◆ TEXTE À ANALYSER ◆
┌──
Cependant, la manière exacte dont les perturbations métaboliques peuvent induire des dommages à l’ADN et enclencher un processus d’autoréparation est encore largement incomprise. Les résultats de l’étude, en cours d’évaluation par des pairs et disponible dans la revue Molecular Systems Biology, donnent un nouveau coup de projecteur sur ce mécanisme complexe, en révélant des découvertes inédites.
Les chercheurs, issus du Centre de régulation génomique de Barcelone et de l’Université de médecine de Vienne, ont découvert qu’en cas de dommages généralisés à l’ADN, le noyau se protège en s’appropriant le mécanisme de réparation mitochondrial. Ainsi, contrairement à ce que l’on pensait auparavant, le noyau serait métaboliquement actif. Étant donné que les cellules tumorales détournent le métabolisme cellulaire normal pour une multiplication exacerbée, les résultats de l’étude mettent en lumière de nouveaux indices pour le développement de traitements contre le cancer plus efficaces.
└──
◆ SÉRIE D'EXERCICES ◆
(1) Répondez aux questions suivantes d'après le texte à analyser.
(a) Dans quelle revue l'étude est-elle disponible ?
(b) De quelles institutions les chercheurs sont-ils issus ?
(c) En cas de dommages généralisés à l'ADN, de quel mécanisme le noyau s'empare-t-il pour se protéger ?
(2) Recopiez à l'identique tout ce qui va de « Cependant, la manière » jusqu'à « des découvertes inédites. » dans le texte à analyser.

◆ DONNÉES FOURNIES ◆
┌──
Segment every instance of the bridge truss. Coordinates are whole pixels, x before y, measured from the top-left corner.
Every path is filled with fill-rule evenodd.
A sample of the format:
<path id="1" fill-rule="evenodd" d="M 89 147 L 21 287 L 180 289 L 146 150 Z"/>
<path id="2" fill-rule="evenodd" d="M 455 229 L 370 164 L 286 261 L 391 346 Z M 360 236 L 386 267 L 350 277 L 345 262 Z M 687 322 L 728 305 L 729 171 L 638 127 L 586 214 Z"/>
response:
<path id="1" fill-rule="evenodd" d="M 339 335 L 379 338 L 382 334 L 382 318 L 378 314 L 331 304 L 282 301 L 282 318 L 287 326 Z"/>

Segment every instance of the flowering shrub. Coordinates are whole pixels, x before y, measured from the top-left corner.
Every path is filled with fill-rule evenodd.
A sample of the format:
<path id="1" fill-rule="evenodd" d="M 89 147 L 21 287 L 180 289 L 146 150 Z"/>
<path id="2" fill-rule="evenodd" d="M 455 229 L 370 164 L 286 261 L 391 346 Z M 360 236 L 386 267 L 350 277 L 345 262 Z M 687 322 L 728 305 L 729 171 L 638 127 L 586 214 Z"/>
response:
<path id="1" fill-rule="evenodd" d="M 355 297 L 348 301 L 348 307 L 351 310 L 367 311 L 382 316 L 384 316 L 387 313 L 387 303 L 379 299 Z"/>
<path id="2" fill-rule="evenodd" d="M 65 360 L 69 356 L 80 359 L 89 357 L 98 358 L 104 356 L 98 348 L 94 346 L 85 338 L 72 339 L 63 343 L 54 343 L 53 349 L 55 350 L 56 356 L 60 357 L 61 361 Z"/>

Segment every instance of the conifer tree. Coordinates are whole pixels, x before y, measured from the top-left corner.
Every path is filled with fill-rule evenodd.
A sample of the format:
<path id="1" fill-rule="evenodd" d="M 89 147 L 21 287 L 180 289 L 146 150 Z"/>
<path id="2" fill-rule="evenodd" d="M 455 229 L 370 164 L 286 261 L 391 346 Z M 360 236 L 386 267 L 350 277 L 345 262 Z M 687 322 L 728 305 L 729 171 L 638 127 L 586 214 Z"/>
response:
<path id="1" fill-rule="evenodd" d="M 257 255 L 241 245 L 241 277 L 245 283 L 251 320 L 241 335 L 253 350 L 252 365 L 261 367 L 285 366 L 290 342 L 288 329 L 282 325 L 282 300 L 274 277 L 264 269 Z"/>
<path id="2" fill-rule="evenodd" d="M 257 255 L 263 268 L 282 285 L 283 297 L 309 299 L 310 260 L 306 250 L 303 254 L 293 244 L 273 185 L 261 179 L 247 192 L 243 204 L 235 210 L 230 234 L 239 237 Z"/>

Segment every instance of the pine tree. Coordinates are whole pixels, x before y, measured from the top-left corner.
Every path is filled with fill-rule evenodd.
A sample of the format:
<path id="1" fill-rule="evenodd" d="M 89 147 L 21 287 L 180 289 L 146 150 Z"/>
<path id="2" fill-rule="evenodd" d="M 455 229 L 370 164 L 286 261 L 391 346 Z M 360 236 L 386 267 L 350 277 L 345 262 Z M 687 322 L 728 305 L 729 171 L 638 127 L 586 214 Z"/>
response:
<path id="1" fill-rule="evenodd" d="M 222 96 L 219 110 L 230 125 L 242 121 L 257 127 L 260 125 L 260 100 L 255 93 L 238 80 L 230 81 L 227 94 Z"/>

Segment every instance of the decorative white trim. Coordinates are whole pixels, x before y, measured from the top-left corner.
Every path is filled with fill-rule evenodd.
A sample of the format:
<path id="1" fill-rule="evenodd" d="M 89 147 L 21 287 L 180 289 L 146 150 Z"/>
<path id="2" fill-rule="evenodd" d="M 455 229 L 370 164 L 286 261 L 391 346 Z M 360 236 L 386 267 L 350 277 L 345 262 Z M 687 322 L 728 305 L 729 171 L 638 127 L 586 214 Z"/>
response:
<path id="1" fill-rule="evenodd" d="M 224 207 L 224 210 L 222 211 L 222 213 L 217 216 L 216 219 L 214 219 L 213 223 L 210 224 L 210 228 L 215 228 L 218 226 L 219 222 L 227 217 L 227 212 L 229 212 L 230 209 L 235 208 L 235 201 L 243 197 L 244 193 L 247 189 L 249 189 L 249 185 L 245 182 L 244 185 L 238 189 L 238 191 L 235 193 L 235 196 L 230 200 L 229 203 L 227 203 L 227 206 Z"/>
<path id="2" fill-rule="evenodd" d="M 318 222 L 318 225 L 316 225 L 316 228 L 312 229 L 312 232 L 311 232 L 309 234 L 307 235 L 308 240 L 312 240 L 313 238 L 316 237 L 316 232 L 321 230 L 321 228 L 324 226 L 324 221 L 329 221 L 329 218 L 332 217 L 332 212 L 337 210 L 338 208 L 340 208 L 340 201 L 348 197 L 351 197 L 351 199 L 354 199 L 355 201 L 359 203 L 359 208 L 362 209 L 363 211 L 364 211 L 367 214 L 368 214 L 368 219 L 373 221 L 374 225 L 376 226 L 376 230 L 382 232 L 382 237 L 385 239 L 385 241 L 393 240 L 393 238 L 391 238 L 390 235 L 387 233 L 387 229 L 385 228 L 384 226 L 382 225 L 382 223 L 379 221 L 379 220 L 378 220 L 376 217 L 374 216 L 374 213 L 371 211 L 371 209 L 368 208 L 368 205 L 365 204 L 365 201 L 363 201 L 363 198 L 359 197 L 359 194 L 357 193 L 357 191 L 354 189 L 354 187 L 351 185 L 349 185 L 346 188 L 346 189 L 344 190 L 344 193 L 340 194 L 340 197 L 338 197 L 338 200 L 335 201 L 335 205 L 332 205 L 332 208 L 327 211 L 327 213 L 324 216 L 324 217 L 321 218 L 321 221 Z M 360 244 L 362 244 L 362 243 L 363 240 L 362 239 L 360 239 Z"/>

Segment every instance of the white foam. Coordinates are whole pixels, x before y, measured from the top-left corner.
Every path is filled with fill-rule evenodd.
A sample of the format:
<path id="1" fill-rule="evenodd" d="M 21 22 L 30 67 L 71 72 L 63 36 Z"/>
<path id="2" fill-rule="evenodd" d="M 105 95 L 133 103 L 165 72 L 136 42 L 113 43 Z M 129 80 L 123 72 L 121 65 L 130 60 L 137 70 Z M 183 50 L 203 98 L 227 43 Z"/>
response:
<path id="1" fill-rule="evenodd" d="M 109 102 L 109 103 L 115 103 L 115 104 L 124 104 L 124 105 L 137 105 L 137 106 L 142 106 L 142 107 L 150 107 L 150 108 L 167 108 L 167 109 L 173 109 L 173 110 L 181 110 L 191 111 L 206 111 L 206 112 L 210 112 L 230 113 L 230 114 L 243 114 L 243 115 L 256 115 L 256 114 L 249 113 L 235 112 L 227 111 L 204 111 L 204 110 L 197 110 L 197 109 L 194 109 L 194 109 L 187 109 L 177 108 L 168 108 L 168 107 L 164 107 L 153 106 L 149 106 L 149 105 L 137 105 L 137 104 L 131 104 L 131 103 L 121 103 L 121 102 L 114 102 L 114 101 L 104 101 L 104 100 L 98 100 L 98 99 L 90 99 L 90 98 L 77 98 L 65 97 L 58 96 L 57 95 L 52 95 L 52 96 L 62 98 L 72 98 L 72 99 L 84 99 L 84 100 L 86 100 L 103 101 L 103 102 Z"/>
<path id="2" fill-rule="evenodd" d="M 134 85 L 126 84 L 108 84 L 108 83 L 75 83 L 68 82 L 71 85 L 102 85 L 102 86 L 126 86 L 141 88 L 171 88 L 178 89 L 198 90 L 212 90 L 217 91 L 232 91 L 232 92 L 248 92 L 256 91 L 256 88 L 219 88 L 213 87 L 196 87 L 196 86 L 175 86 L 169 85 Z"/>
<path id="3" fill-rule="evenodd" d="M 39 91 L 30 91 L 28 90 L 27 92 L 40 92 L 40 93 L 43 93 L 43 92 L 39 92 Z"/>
└──
◆ CORRIGÉ ◆
(1)
(a) Dans la revue Molecular Systems Biology.
(b) Du Centre de régulation génomique de Barcelone et de l'Université de médecine de Vienne.
(c) Du mécanisme de réparation mitochondrial.

(2)
Cependant, la manière exacte dont les perturbations métaboliques peuvent induire des dommages à l’ADN et enclencher un processus d’autoréparation est encore largement incomprise. Les résultats de l’étude, en cours d’évaluation par des pairs et disponible dans la revue Molecular Systems Biology, donnent un nouveau coup de projecteur sur ce mécanisme complexe, en révélant des découvertes inédites.